(Texte à lire):
....................

La récompense est pourtant à la hauteur de cette lecture exigeante : à travers la vie de Dauvergne, c’est un demi-siècle d’histoire de la France musicale (entre 1740 et 1790) – souvent décrié comme mignard ou décadent – qui défile sous nos yeux, à une période charnière qui s’ouvre avec les derniers feux de Lully et Quinault (dont les ouvrages, en version originelle ou réorchestrés par des compositeurs contemporains, resteront à l’affiche jusqu’aux années 1780) et s’achève en pleine tourmente révolutionnaire dans une veine préromantique qui tourne résolument le dos au classicisme du Grand Siècle. Les évolutions bouleversent l’orchestre, avec l’apparition de nouveaux instruments (la clarinette, la flûte “allemande” ou traversière, le pianoforte qui sera introduit à Paris en 1768 par Dauvergne et supplantera progressivement le clavecin), et la disparition progressive de certains autres (notamment dans la gamme des violes). L’orchestre prend peu à peu sa consistance moderne : au Concert Spirituel, Dauvergne introduit le principe du “premier violon conducteur”, qui remplace avantageusement le “batteur de mesure”. Les musiciens s’installent définitivement face aux spectateurs dans la fosse, tandis que ces derniers perdent tout accès à la scène comme cela était courant au XVIIème siècle. Les voix n’échappent pas à l’évolution : face à un orchestre de plus en plus fourni, dans les années 1780 seuls les chanteurs dotés d’une bonne technique parviennent à se faire entendre, les autres sont condamnés à être couverts ou à crier de manière disgracieuse…D’un autre côté, la maturité de l’orchestre n’est pas achevée : les instruments ne sont pas encore regroupés par pupitres semblables, ils restent disséminés au hasard de la fosse. De même, les chanteurs ne sont pas encore rassemblés par timbre.

....................

(Informations affichées):

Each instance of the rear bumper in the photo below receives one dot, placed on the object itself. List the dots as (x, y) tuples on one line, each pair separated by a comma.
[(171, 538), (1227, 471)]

....................

(Objectif A): Traduisez en anglais cette phrase du texte sur Dauvergne : « L’orchestre prend peu à peu sa consistance moderne : au Concert Spirituel, Dauvergne introduit le principe du “premier violon conducteur”, qui remplace avantageusement le “batteur de mesure”. »
(Objectif B): Poursuivez le texte sur Dauvergne et la France musicale juste après sa dernière phrase.

(Résultat A): The orchestra gradually takes on its modern form: at the Concert Spirituel, Dauvergne introduces the principle of the "leading first violin," which advantageously replaces the "time-beater."

(Résultat B):
La forme savante du plan de l’ouvrage (agencé selon les différentes fonctions occupées par Dauvergne : violoniste, en charge du Concert Spirituel, à la Chambre du Roy, à l’Académie Royale de Musique) peut dérouter, puisqu’elle n’est pas strictement chronologique, entraînant çà ou là des allusions ou des redites. Elle permet en revanche de décrire magistralement ses apports musicaux, tant comme compositeur intégrant les courants divers, qu’à travers ses choix en matière de répertoire, qui favorisent la venue à Paris des grands noms de la musique européenne du siècle : Glück bien sûr, mais aussi Piccini ou Salieri. En marge des créations prestigieuses, Dauvergne soutient des initiatives très concrètes pour favoriser le rayonnement de l’Académie Royale : prix aux nouveaux ouvrages pour favoriser le renouveau du répertoire français, mise en place d’une École de Chant pour disposer d’interprètes confirmés, restauration d’une certaine discipline parmi les artistes – malgré d’incessantes rébellions et cabales, qui culmineront à la période révolutionnaire.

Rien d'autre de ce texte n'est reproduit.